==== Data extract ====
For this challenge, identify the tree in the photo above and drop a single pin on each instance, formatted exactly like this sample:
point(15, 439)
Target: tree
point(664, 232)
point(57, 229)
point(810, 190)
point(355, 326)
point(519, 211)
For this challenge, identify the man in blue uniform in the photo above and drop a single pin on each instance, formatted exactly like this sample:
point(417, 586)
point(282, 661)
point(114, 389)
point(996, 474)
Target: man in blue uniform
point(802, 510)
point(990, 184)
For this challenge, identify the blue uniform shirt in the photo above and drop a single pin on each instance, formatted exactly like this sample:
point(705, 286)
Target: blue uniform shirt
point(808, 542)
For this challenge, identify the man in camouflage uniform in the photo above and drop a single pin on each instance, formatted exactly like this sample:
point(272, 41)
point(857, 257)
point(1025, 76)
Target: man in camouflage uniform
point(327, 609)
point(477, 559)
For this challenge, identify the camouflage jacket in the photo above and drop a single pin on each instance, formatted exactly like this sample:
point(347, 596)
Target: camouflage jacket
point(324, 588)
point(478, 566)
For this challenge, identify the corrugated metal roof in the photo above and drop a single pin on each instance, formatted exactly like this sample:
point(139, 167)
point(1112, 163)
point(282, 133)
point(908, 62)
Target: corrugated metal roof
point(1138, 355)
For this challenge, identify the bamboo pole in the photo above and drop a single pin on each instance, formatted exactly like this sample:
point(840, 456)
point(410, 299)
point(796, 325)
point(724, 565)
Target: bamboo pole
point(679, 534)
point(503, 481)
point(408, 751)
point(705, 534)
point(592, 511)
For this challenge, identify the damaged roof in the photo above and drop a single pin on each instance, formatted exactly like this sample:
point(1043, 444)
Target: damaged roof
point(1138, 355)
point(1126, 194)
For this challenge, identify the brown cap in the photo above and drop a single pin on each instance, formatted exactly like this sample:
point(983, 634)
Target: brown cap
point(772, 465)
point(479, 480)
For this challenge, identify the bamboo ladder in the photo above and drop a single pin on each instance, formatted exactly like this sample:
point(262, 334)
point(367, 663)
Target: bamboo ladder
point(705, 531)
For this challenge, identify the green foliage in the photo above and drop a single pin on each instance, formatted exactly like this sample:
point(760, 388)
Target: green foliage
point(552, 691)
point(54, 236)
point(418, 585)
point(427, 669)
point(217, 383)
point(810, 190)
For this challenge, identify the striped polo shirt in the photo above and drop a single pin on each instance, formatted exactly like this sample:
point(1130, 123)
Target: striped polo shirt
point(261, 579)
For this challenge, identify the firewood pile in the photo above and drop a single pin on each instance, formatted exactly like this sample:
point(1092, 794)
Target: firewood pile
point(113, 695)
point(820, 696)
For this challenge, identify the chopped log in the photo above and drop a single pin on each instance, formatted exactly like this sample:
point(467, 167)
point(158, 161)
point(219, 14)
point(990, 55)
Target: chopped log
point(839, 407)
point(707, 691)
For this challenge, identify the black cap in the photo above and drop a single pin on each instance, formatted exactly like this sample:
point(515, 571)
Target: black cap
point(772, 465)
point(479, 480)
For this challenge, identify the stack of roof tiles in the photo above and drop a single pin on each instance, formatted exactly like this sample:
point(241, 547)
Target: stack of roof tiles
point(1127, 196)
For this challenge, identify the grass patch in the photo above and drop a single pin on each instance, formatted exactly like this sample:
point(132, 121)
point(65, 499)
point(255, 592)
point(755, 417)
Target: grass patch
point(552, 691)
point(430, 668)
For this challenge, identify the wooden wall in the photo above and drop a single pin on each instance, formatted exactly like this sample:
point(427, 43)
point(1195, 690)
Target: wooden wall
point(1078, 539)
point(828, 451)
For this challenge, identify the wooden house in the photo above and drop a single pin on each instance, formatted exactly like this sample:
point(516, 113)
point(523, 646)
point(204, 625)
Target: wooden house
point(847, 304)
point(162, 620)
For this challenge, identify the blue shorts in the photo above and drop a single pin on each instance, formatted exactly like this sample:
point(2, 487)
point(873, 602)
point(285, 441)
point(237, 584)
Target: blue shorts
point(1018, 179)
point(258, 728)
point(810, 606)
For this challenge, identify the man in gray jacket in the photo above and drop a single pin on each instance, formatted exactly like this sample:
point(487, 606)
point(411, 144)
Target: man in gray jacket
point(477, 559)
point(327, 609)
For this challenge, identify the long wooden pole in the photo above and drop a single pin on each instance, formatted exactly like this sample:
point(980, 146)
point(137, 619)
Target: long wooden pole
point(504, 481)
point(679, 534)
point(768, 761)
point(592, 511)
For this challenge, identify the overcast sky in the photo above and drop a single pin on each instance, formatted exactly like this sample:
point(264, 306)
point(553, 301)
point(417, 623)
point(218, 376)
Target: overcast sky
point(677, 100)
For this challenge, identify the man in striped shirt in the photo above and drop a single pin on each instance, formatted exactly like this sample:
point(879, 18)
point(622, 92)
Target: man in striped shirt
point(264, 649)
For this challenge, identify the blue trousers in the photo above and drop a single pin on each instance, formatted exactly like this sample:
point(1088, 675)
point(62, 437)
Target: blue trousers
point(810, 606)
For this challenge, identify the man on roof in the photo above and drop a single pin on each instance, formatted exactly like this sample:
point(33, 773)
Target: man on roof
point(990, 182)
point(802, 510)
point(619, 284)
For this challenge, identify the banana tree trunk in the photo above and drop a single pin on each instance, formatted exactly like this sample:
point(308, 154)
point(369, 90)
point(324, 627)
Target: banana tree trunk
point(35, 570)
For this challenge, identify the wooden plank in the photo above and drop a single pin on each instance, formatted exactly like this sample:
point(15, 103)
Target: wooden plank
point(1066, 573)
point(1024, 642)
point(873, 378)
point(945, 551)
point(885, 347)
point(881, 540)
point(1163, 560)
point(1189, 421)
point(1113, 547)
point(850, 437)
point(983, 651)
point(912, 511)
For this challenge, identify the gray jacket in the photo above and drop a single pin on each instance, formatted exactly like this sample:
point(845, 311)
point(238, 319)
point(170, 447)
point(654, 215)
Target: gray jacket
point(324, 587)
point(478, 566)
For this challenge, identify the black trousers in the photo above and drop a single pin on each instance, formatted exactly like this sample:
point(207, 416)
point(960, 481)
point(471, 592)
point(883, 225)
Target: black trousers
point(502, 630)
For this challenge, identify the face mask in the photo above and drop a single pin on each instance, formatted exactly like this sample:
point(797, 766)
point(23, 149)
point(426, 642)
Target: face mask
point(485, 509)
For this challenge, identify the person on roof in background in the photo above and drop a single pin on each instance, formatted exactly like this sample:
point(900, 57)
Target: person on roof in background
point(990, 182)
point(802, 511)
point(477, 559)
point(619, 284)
====
- **What you will do**
Look above for the line with "For this challenge, identify the black cap" and the line with "For this challenge, identify the grass"; transcribe both and all lines in between, exactly, and nothing else.

- **Finished exercise**
For this challenge, identify the black cap in the photo above and drop a single pin on each instance, formatted exactly like this sample:
point(515, 571)
Target: black cap
point(772, 465)
point(479, 480)
For this challenge, identify the stack of roof tiles in the photo above and drop a single pin on each instance, formatted exactly like this sample:
point(241, 547)
Target: stack of roof tiles
point(1127, 196)
For this challenge, identify the grass patch in the photo above and drop a single pin on each instance, formatted exactly like this sample:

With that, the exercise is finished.